» Given instruction: Quote word for word the part of the ranging system text starting at "1.2. Contributions" and ending at "two-way ranging network.".

» Excerpted text:
-- Start --

1.1. System Overview

The proposed two-way ranging system measures the time-of-flight (ToF) between multi-antenna radio platforms, as depicted in Figure 1. The radio platforms operate with independent clocks; so, the measured time-of-arrival (ToA) is affected by both the propagation time $\tau$ and the clock offset T between the platforms. Using each antenna on the platforms, we measure the ToF between each transmit–receive antenna pair, creating a spatial diversity that can then be used to estimate the relative position and orientation of the platforms. We can construct and solve (in closed form) a system of equations using $\tau$ and T and their first derivatives. This closed-form solution is attractive for its computational simplicity and tractability but is sensitive to environmental conditions such as shadowing and fading that might disrupt one or more individual measurements. To mitigate these issues, we propose a family of EKF solutions that achieve comparable or better performance without increasing the computation time; we even demonstrate that the proposed second-order EKF solution reduces the computation time by an order of magnitude compared to its one-shot equivalent.

1.2. Contributions

In this manuscript, we make the following contributions:

• We derive a family of optimal extended Kalman filter (EKF) tracking algorithms that jointly estimate time-of-flight and clock offsets in a two-way ranging network.

-- End --

» Stored records:
-- Start --

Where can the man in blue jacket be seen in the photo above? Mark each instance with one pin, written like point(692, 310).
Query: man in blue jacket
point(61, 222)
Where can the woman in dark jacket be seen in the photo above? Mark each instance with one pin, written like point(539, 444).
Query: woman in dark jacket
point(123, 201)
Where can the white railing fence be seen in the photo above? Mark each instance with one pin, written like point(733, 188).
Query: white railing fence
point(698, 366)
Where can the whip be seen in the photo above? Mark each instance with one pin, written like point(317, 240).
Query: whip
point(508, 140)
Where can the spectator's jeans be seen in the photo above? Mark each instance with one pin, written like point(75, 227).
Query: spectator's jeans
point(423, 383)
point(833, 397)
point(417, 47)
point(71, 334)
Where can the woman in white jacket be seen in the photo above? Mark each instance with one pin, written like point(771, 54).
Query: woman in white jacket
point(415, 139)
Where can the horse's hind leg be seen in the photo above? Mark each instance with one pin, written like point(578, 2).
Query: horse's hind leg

-- End --

» Response:
1.2. Contributions

In this manuscript, we make the following contributions:

• We derive a family of optimal extended Kalman filter (EKF) tracking algorithms that jointly estimate time-of-flight and clock offsets in a two-way ranging network.